▸ Challenge A
From the records below, pull out every line that contains the string "white". Letter case counts.

It’s a gentle walk to the beach from the A39 where we park in the free village car park opposite the pub. There’s another car park much nearer but it’s pay and display and it’s a shame to miss the walk which gives us a good snoop at the bungalows, Victorian houses and farmhouses that line the road.

Nora in Kilve graveyard

We briefly visit the lovely old church and graveyard overlooking a farmyard where a JCB is doing something that looks quite dangerous for the collie dancing by its side. “What’s a JCB?” Asks Z, who’s Canadian. “A digger,” I explain. “Why do we call them diggers?” asks my girl graduate… Hm.

Graves at Kilve

Door handle at Kilve church

Opposite the pay and display car park by the old retort, there’s a cricket match going on – that quintessential of all English pastimes. Kilve are playing Castle Cary and there’s blackboard inviting visitors to stop in and watch. We don’t – cricket is beyond me – I don’t mind watching it and love listening to it on the radio, but am incapable of explaining anything about it to anyone else. At any rate, the girls don’t look that keen.

Kilve v Castle Cary

So we set off on our walk along the path leading to the cliffs. Luckily the tide’s out so we go down and have a great scramble on one of the most remarkable beaches in the country.

Kilve from the cliffs

cliff top at Kilve

Kilve beach looking towards Minehead

Kilve is a designated Site of Special Scientific Interest (SSSI). I have written about it here and here so I won’t repeat myself. Suffice to say it is a place well worth a visit, even if you’re not interested in fossils. I’m not particularly, but am so happy when we stumble across some pretty big ammonites. I’ve never seen such good specimens before.

▸ Challenge B
Reproduce the text above about the walk to Kilve beach in full, word for word.

▸ Records supplied
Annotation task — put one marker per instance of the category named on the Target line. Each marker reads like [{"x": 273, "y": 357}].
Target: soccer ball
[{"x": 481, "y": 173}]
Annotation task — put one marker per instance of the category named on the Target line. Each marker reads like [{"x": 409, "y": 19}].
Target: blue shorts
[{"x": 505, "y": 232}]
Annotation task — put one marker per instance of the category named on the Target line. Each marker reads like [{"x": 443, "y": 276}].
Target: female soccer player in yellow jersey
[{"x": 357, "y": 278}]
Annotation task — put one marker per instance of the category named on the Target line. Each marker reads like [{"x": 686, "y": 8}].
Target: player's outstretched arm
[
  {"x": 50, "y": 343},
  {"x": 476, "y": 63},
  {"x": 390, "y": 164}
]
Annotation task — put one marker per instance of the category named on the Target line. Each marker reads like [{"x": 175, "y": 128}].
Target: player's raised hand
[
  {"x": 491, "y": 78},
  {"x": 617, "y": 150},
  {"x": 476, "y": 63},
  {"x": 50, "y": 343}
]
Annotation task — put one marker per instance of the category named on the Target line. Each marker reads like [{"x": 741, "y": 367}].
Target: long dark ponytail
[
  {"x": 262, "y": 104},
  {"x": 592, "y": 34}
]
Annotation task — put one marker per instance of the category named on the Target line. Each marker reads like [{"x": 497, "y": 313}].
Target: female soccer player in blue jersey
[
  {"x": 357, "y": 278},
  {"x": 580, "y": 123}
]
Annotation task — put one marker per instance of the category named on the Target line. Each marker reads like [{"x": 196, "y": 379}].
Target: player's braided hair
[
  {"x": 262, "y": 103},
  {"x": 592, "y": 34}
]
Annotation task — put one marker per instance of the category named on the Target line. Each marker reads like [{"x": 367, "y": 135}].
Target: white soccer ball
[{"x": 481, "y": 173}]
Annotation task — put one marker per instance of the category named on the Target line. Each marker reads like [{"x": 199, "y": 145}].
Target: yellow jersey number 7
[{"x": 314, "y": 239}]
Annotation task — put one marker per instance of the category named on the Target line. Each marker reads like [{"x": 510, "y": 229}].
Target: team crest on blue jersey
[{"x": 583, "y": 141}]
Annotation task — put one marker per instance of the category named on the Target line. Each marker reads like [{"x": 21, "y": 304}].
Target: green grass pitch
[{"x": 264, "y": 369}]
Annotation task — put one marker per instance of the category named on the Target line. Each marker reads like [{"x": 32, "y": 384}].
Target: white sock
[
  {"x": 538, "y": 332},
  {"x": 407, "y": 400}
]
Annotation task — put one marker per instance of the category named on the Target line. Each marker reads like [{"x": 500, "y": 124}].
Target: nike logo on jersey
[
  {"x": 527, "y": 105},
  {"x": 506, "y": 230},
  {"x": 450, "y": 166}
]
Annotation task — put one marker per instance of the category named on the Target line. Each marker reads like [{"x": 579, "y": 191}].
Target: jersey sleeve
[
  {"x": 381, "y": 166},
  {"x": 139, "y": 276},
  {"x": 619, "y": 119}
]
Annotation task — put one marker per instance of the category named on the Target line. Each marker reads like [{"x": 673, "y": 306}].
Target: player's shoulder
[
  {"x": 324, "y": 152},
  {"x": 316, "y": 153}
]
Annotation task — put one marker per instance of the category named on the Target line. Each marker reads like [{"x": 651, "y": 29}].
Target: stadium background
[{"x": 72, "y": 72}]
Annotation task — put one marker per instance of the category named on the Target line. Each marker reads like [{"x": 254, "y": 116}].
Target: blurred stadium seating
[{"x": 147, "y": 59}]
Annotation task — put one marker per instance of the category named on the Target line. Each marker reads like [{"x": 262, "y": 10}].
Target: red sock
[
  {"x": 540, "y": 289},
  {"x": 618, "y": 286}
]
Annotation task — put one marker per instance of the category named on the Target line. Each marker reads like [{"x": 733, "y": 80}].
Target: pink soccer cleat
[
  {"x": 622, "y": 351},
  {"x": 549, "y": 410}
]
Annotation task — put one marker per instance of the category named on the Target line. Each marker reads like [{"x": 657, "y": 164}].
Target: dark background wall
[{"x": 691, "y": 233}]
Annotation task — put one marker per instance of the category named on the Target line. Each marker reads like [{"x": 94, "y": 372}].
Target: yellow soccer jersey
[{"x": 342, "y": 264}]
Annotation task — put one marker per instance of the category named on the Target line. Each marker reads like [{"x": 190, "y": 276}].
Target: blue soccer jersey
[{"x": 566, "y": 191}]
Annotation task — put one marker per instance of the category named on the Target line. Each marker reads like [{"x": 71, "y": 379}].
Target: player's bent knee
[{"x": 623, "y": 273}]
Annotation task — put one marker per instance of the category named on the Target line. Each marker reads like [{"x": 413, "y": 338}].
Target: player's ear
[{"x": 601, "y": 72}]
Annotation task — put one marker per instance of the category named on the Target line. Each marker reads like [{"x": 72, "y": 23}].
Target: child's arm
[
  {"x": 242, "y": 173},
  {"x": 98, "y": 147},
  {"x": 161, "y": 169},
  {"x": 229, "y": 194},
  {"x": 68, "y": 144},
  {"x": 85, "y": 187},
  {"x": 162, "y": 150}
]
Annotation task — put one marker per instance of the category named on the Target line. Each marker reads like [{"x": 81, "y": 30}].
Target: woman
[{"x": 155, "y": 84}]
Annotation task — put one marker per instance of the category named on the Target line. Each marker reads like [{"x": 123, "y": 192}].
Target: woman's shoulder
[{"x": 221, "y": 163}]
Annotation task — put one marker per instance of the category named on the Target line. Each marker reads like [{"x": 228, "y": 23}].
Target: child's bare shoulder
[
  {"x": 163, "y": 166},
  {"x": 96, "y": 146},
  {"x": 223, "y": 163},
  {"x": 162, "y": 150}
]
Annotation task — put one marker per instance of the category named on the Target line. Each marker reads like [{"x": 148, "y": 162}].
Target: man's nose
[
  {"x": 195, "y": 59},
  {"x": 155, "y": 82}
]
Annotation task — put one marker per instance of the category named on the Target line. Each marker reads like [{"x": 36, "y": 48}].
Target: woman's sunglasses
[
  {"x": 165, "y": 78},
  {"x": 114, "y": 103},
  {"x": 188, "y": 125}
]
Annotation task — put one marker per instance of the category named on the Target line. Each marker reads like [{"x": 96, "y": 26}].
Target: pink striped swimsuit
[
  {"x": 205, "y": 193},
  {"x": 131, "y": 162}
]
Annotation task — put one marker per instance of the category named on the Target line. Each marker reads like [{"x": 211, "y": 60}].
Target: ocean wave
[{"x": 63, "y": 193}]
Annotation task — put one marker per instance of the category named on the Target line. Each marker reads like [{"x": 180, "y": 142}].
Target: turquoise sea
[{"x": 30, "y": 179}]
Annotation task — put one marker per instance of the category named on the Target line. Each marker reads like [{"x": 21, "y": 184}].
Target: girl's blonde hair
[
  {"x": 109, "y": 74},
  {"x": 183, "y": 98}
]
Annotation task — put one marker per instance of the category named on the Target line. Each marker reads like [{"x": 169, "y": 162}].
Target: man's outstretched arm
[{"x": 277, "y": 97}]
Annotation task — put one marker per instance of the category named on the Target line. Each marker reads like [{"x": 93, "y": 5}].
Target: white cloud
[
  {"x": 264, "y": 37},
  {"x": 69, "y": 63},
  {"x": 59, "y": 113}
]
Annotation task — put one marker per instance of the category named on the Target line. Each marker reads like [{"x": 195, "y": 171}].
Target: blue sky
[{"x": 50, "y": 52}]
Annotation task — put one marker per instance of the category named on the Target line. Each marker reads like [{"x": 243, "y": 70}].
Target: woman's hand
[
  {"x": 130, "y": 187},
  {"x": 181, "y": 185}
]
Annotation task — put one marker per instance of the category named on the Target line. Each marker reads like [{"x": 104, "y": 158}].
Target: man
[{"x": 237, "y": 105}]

▸ Exercise output A
Target: white soccer ball
Target: white sock
Target: white cloud

▸ Exercise output B
It’s a gentle walk to the beach from the A39 where we park in the free village car park opposite the pub. There’s another car park much nearer but it’s pay and display and it’s a shame to miss the walk which gives us a good snoop at the bungalows, Victorian houses and farmhouses that line the road.

Nora in Kilve graveyard

We briefly visit the lovely old church and graveyard overlooking a farmyard where a JCB is doing something that looks quite dangerous for the collie dancing by its side. “What’s a JCB?” Asks Z, who’s Canadian. “A digger,” I explain. “Why do we call them diggers?” asks my girl graduate… Hm.

Graves at Kilve

Door handle at Kilve church

Opposite the pay and display car park by the old retort, there’s a cricket match going on – that quintessential of all English pastimes. Kilve are playing Castle Cary and there’s blackboard inviting visitors to stop in and watch. We don’t – cricket is beyond me – I don’t mind watching it and love listening to it on the radio, but am incapable of explaining anything about it to anyone else. At any rate, the girls don’t look that keen.

Kilve v Castle Cary

So we set off on our walk along the path leading to the cliffs. Luckily the tide’s out so we go down and have a great scramble on one of the most remarkable beaches in the country.

Kilve from the cliffs

cliff top at Kilve

Kilve beach looking towards Minehead

Kilve is a designated Site of Special Scientific Interest (SSSI). I have written about it here and here so I won’t repeat myself. Suffice to say it is a place well worth a visit, even if you’re not interested in fossils. I’m not particularly, but am so happy when we stumble across some pretty big ammonites. I’ve never seen such good specimens before.